== WORK ORDER 1 ==
Translate this sentence from the passage on enterprise architecture and SOA into Spanish: "SOA enables the free flow of information within and between enterprises."
== WORK ORDER 2 ==
Using the passage on enterprise architecture and SOA, explain in one to three sentences why the need for semantic interoperability comes to the forefront.

== EXCERPT PROVIDED ==
= Beginning of Section =

Enterprise Architecture and SOA: Two Tribes

A major benefit of SOA is it delivers enterprise agility, by enabling rapid development and modification of the software services. The infrastructure can support this by including facilities such as business-oriented scripting languages and model-driven implementation tools. These facilities support not only the creation of new software services, but also the modification and replacement of existing ones; in fact the whole service lifecycle. They are used via human-computer interfaces by development staff.

Again, the service-oriented principle may extend to the design of the infrastructure, and many people advocate this, but it is not essential to a service-oriented software architecture.

The infrastructure also provides for storage of enterprise information. SOA enables the free flow of information within and between enterprises. This does however bring to the forefront the need for semantic interoperability; that is, for different services to be able to interpret the same information in the same way.

The key differences between SOA and other architectural styles are that:

The modules are loosely-coupled services that can be combined dynamically, as opposed to subroutines, scripts, or other forms of program that invoke each other directly.

There is more emphasis on infrastructure support for service development and evolution. The enterprise architect has always been concerned with principles and guidelines governing the evolution of the architecture components over time. With SOA, this extends to the specification of particular development tools and methods, and their incorporation in the infrastructure to provide software service lifecycle support.

The ability to develop and modify services rapidly, the need to ensure that they support the business operations as effectively as possible, and the desire to encourage their re-use by different parts of the enterprise impacts on governance: the process by which the translation of the architect’s specifications into implemented systems, and the continuing evolution of those systems, is controlled.

= End of Section =

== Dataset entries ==
= Beginning of Section =

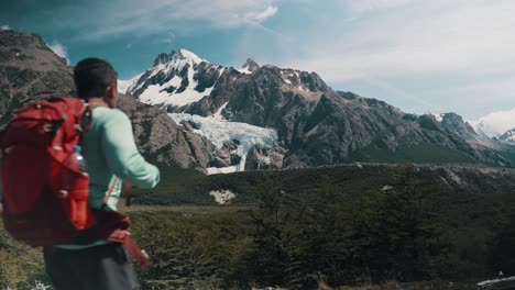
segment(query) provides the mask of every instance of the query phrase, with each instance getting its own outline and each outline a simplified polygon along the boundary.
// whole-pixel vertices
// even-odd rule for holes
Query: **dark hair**
[[[109,86],[117,86],[117,71],[100,58],[85,58],[74,69],[75,87],[80,99],[106,97]]]

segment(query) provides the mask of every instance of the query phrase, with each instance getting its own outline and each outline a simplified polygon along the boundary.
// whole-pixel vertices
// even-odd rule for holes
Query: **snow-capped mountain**
[[[506,131],[504,134],[494,136],[494,140],[515,143],[515,129]]]
[[[490,113],[478,120],[470,121],[478,134],[487,137],[498,137],[515,127],[515,108]]]
[[[217,144],[210,172],[263,165],[440,161],[438,152],[451,156],[445,161],[509,164],[494,141],[476,135],[454,113],[406,114],[379,100],[335,91],[316,72],[252,59],[234,69],[185,49],[160,54],[128,93]],[[261,130],[272,131],[256,133]]]
[[[209,96],[223,70],[186,49],[160,54],[152,68],[129,83],[127,93],[149,104],[185,107]]]

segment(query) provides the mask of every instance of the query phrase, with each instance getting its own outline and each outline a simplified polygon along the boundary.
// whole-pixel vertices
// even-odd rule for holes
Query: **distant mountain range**
[[[120,81],[140,149],[205,172],[343,163],[511,166],[514,146],[456,113],[415,115],[336,91],[316,74],[252,59],[239,69],[180,49]],[[73,94],[72,70],[35,34],[0,31],[0,125],[31,100]]]
[[[217,144],[224,157],[207,165],[211,172],[353,161],[511,165],[505,144],[478,135],[456,113],[404,113],[335,91],[316,72],[260,67],[252,59],[234,69],[185,49],[160,54],[127,87],[128,94]],[[269,131],[245,129],[245,135],[238,124]]]

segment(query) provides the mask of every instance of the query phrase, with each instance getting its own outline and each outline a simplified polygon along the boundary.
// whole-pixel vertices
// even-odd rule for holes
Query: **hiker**
[[[146,163],[134,144],[129,118],[116,109],[117,72],[98,58],[80,60],[74,69],[77,94],[92,109],[90,127],[83,135],[81,154],[89,175],[89,207],[116,211],[121,181],[153,188],[158,169]],[[112,192],[111,192],[112,191]],[[95,241],[44,248],[46,272],[57,290],[140,289],[131,257],[120,243]]]

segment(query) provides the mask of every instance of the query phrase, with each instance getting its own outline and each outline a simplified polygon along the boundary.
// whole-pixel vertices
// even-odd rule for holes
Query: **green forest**
[[[441,181],[443,169],[369,169],[391,186],[357,178],[350,172],[361,169],[350,167],[250,172],[208,178],[212,188],[246,188],[240,202],[248,207],[237,198],[218,211],[201,203],[189,212],[131,211],[133,236],[153,261],[140,271],[144,289],[317,289],[515,275],[512,179],[464,170],[459,178],[468,186],[458,187]],[[311,186],[295,191],[305,185]],[[0,289],[48,281],[41,259],[39,249],[1,231]]]

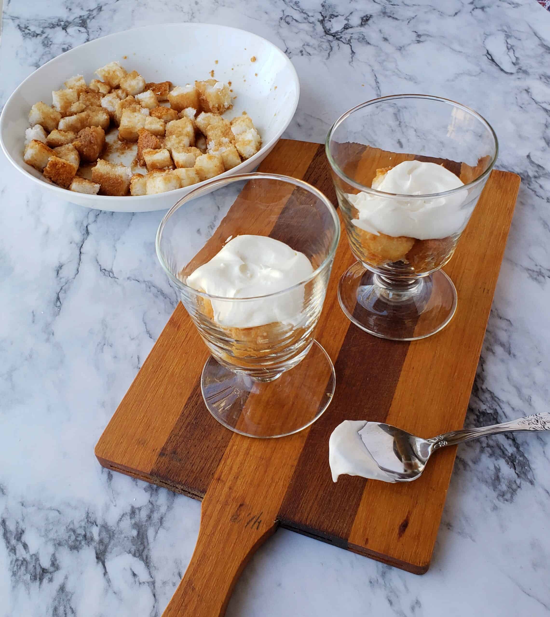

= End of Section =

== PROBLEM SOLUTION 1 ==
La SOA permite el libre flujo de información dentro de las empresas y entre ellas.

== PROBLEM SOLUTION 2 ==
SOA lets information flow freely within and between enterprises, so different services must be able to interpret the same information in the same way. The passage calls this semantic interoperability.